Data for processing:
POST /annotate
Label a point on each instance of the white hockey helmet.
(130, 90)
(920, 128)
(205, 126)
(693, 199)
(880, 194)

Required action: Could the data above be set down exactly, in full?

Completed exercise:
POST /annotate
Label a point on each instance of the white hockey helmet.
(130, 90)
(920, 128)
(205, 126)
(693, 199)
(880, 194)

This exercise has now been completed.